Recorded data
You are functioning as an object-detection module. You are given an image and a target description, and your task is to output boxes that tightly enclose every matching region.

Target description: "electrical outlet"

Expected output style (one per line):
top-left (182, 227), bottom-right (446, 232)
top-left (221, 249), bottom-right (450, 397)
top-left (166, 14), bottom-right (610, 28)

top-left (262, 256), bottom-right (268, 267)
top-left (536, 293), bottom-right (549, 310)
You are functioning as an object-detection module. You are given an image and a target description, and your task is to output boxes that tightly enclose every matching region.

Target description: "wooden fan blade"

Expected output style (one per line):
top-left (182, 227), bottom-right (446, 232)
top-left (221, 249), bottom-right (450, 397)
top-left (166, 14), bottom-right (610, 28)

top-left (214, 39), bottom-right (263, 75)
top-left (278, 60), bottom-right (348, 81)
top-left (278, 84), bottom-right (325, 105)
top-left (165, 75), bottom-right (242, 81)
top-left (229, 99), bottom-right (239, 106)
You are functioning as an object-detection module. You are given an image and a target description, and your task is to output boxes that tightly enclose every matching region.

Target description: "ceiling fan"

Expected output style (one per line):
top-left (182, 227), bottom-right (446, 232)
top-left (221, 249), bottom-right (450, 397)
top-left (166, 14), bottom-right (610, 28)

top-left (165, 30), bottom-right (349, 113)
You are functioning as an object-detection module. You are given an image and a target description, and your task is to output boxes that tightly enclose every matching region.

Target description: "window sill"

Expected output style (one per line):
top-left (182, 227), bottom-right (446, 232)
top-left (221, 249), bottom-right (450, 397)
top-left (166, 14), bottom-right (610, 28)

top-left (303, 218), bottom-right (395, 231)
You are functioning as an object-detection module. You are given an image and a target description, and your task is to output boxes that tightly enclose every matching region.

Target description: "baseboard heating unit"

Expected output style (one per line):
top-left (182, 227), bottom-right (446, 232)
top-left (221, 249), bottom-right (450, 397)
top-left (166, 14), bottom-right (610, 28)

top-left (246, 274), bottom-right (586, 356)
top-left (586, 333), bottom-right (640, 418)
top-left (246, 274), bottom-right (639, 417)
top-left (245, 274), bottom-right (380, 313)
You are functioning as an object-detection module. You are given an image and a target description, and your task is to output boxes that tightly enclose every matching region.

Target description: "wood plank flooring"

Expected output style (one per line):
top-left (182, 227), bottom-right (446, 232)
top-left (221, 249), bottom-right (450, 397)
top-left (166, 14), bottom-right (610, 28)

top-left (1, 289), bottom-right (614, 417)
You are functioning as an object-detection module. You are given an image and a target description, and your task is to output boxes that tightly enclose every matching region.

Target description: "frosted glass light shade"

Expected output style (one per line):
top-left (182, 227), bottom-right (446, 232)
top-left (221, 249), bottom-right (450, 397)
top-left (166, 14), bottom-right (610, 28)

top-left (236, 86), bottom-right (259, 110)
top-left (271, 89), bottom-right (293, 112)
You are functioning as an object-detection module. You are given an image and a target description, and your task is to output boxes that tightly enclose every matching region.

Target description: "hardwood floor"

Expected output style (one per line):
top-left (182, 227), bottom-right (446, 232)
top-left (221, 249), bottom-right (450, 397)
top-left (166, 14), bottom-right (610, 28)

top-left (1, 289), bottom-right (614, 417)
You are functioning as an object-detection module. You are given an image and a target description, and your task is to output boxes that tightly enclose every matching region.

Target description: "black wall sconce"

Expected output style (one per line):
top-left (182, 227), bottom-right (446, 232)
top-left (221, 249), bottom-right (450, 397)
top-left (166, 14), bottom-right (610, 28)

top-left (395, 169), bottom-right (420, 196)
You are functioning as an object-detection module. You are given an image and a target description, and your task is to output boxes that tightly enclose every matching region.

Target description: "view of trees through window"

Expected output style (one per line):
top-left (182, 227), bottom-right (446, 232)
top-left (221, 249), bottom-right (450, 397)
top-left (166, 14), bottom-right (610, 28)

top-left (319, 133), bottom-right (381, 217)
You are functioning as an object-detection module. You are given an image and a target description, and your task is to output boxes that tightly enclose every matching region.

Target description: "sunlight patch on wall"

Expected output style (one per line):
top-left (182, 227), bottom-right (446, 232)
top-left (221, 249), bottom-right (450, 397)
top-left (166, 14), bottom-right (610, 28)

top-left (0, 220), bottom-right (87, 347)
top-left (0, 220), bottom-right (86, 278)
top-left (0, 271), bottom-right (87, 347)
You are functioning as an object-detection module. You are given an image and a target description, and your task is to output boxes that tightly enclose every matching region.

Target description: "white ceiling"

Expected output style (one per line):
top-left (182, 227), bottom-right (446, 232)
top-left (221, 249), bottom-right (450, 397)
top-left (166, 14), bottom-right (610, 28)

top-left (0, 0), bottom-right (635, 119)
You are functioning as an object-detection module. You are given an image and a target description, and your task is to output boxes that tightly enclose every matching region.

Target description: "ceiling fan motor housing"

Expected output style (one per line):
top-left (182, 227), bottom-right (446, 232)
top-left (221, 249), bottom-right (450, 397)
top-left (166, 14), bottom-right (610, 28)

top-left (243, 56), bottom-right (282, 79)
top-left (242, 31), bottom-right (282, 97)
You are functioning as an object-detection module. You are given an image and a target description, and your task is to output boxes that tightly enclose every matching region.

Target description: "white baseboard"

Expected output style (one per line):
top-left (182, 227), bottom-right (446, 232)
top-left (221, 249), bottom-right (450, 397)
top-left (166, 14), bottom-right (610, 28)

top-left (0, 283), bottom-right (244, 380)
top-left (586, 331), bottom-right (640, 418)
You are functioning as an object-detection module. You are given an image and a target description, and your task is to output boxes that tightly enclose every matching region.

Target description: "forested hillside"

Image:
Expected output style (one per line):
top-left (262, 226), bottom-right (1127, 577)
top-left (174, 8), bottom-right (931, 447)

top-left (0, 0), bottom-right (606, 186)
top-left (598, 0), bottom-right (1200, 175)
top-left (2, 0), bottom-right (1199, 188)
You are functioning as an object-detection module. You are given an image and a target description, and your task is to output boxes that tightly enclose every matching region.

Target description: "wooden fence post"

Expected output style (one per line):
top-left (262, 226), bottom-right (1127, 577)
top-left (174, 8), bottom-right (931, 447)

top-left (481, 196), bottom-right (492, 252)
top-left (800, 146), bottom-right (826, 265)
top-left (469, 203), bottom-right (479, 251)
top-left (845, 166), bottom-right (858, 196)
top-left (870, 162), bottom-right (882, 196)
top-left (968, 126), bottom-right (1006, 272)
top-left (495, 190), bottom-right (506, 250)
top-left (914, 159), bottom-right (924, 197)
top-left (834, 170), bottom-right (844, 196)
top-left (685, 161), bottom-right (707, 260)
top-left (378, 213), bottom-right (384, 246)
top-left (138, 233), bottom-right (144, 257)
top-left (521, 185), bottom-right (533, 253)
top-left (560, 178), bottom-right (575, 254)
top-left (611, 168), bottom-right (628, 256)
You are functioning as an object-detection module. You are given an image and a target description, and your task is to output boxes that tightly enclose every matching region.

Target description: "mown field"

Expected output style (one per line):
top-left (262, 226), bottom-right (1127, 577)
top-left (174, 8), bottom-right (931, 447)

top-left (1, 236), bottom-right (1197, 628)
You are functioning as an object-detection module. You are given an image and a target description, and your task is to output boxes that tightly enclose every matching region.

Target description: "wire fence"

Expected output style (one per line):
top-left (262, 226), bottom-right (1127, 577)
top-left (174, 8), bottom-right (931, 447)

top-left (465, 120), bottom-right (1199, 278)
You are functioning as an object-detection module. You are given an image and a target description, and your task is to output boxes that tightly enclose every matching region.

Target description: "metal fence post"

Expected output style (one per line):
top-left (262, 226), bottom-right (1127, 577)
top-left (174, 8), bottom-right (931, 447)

Problem to solve
Extract the complete data, matching each line exactly.

Problem solution
You are functioning as an object-detection module. You are given an image and a target description, and your task is to output boxes that tightly enclose every matching region.

Target description: "electrical outlet"

Expected output style (one per line):
top-left (182, 227), bottom-right (446, 232)
top-left (221, 249), bottom-right (450, 397)
top-left (166, 14), bottom-right (610, 28)

top-left (262, 256), bottom-right (268, 267)
top-left (536, 293), bottom-right (549, 310)
You are functioning as an object-detection module. You are given an image and a target description, and your task is to output boxes that tightly enclose every matching region.

Target description: "wooden fan blade"

Expected output style (one per line):
top-left (182, 227), bottom-right (446, 232)
top-left (221, 249), bottom-right (450, 397)
top-left (166, 14), bottom-right (610, 28)

top-left (214, 39), bottom-right (263, 75)
top-left (278, 60), bottom-right (348, 81)
top-left (278, 84), bottom-right (325, 105)
top-left (165, 75), bottom-right (242, 81)
top-left (229, 99), bottom-right (239, 106)
You are functioning as an object-detection module. You are given an image and a target description, and your task is to output boxes that tightly enclose every matching region.

Target description: "ceiling fan"

Expected output style (one per line):
top-left (182, 227), bottom-right (446, 232)
top-left (221, 249), bottom-right (450, 397)
top-left (166, 14), bottom-right (610, 28)

top-left (165, 30), bottom-right (349, 113)
You are functioning as an object-detection module. You are given an image and a target description, and your task is to output boxes that tightly enclose every matching region.

Target description: "window sill"

Expected output style (one per line):
top-left (182, 227), bottom-right (446, 232)
top-left (221, 249), bottom-right (450, 397)
top-left (166, 14), bottom-right (610, 28)

top-left (303, 218), bottom-right (395, 231)
You are functioning as an object-detection module. You are given an image and a target description, and your task is to output boxes that tightly enclose every matching region.

Target description: "baseboard heating unit"

Expected output style (one per line):
top-left (182, 227), bottom-right (446, 232)
top-left (221, 249), bottom-right (450, 397)
top-left (166, 14), bottom-right (610, 28)

top-left (246, 274), bottom-right (586, 356)
top-left (586, 333), bottom-right (640, 418)
top-left (246, 274), bottom-right (639, 417)
top-left (245, 274), bottom-right (380, 313)
You are functioning as an object-detection module. You are given an image and a target description, and your task is to output boxes that tightly enclose every matching region.

Target description: "wood plank flooring"

Expected output style (one per line):
top-left (182, 227), bottom-right (446, 232)
top-left (221, 249), bottom-right (450, 397)
top-left (166, 14), bottom-right (610, 28)

top-left (1, 289), bottom-right (614, 417)
You are functioning as an object-detection module. You are given an image and a target description, and your task is to output boxes that tightly enclose every matching region.

Target description: "frosted glass light shade"

Expected output style (one per line):
top-left (182, 227), bottom-right (446, 232)
top-left (221, 249), bottom-right (450, 397)
top-left (166, 14), bottom-right (610, 28)

top-left (236, 86), bottom-right (259, 110)
top-left (271, 89), bottom-right (293, 112)
You are functioning as an object-detection module. You are given an image and a target description, and your task is to output boxes that tightly enclose every matching region.

Target description: "hardwood floor"

Expected output style (one per line):
top-left (182, 227), bottom-right (446, 232)
top-left (221, 249), bottom-right (450, 397)
top-left (166, 14), bottom-right (610, 28)

top-left (1, 289), bottom-right (614, 417)
You are functioning as an object-detection module. You are given an image and a target description, and your task is to output boxes that tightly enclose every matching region.

Target description: "black wall sconce"

Expected output style (one per line):
top-left (182, 227), bottom-right (446, 232)
top-left (221, 249), bottom-right (450, 397)
top-left (166, 14), bottom-right (610, 28)

top-left (395, 169), bottom-right (420, 196)
You are functioning as an object-detection module. You are given an image and a target description, and your task is to output boxes that tightly enclose every matching region.

Target description: "view of trees through window"

Expected output style (one per line):
top-left (182, 227), bottom-right (446, 232)
top-left (221, 249), bottom-right (450, 397)
top-left (166, 14), bottom-right (610, 28)

top-left (319, 133), bottom-right (381, 217)
You are functioning as an object-detection module. You are given an image and a target description, and your task is to output boxes that tightly enclose every matching region.

Target description: "sunlight patch on wall"

Expected output style (one per line):
top-left (182, 227), bottom-right (446, 232)
top-left (221, 249), bottom-right (450, 397)
top-left (166, 14), bottom-right (610, 28)

top-left (0, 220), bottom-right (87, 347)
top-left (0, 220), bottom-right (86, 278)
top-left (0, 271), bottom-right (87, 347)
You are functioning as an object-detection module. You are given an image and a target description, and your task is to output boxes that tightly enclose every matching region.

Target description: "white ceiling"

Expected output style (one per line):
top-left (182, 227), bottom-right (446, 232)
top-left (221, 249), bottom-right (450, 397)
top-left (166, 14), bottom-right (610, 28)

top-left (0, 0), bottom-right (635, 119)
You are functioning as an object-detection module. You are given an image and a target description, and your task is to output boxes that tightly enclose every matching region.

Target description: "ceiling fan motor housing"

Expected output style (one per line):
top-left (182, 227), bottom-right (446, 232)
top-left (221, 249), bottom-right (450, 397)
top-left (166, 14), bottom-right (610, 28)

top-left (243, 56), bottom-right (282, 79)
top-left (242, 31), bottom-right (282, 97)
You are functioning as an object-detection module. You are given an image and a target description, and your task is to output boxes that tightly enclose every matching region.

Target description: "white baseboard"

Expected output style (one per line):
top-left (182, 227), bottom-right (446, 232)
top-left (221, 249), bottom-right (450, 397)
top-left (166, 14), bottom-right (610, 28)

top-left (0, 283), bottom-right (244, 380)
top-left (586, 331), bottom-right (640, 418)
You are functioning as an object-detection module. You are given an image and a target description, and your task is to output boxes that tightly enclose every matching region.

Target description: "forested hillside"

Image:
Expected output style (one per line):
top-left (262, 226), bottom-right (1127, 577)
top-left (174, 8), bottom-right (931, 447)

top-left (0, 0), bottom-right (606, 186)
top-left (598, 0), bottom-right (1200, 175)
top-left (2, 0), bottom-right (1199, 188)
You are functioning as an object-detection module. You are given an image and a target description, and your task is to output boxes that tightly enclose every matching region.

Target description: "wooden fence post"

Expected output style (one per line):
top-left (262, 226), bottom-right (1127, 577)
top-left (174, 8), bottom-right (931, 447)

top-left (481, 196), bottom-right (492, 252)
top-left (800, 146), bottom-right (826, 265)
top-left (469, 203), bottom-right (479, 251)
top-left (845, 166), bottom-right (858, 196)
top-left (870, 162), bottom-right (882, 196)
top-left (968, 126), bottom-right (1006, 272)
top-left (495, 190), bottom-right (506, 250)
top-left (914, 159), bottom-right (924, 197)
top-left (834, 170), bottom-right (844, 196)
top-left (685, 161), bottom-right (707, 260)
top-left (378, 213), bottom-right (384, 246)
top-left (138, 233), bottom-right (144, 257)
top-left (521, 185), bottom-right (533, 253)
top-left (560, 178), bottom-right (575, 254)
top-left (611, 168), bottom-right (628, 256)
You are functioning as an object-detection module. You are given an image and a target description, and your task is to output boxes that tightly enclose every matching region.

Target description: "mown field"

Expected output style (one per line):
top-left (262, 226), bottom-right (1127, 577)
top-left (174, 8), bottom-right (931, 447)

top-left (1, 236), bottom-right (1197, 628)
You are functioning as an object-detection module. You are given an image and a target description, and your task is to output boxes that tightly enclose every matching region.

Target description: "wire fence"

Expected output style (one per line):
top-left (262, 226), bottom-right (1127, 577)
top-left (174, 8), bottom-right (931, 447)

top-left (465, 120), bottom-right (1199, 278)
You are functioning as an object-detection module. You are given an image and a target description, and your task is to output boxes that tightly enclose every matching region.

Target description: "metal fence post"

Expected output style (one per line):
top-left (262, 226), bottom-right (1127, 577)
top-left (174, 8), bottom-right (931, 447)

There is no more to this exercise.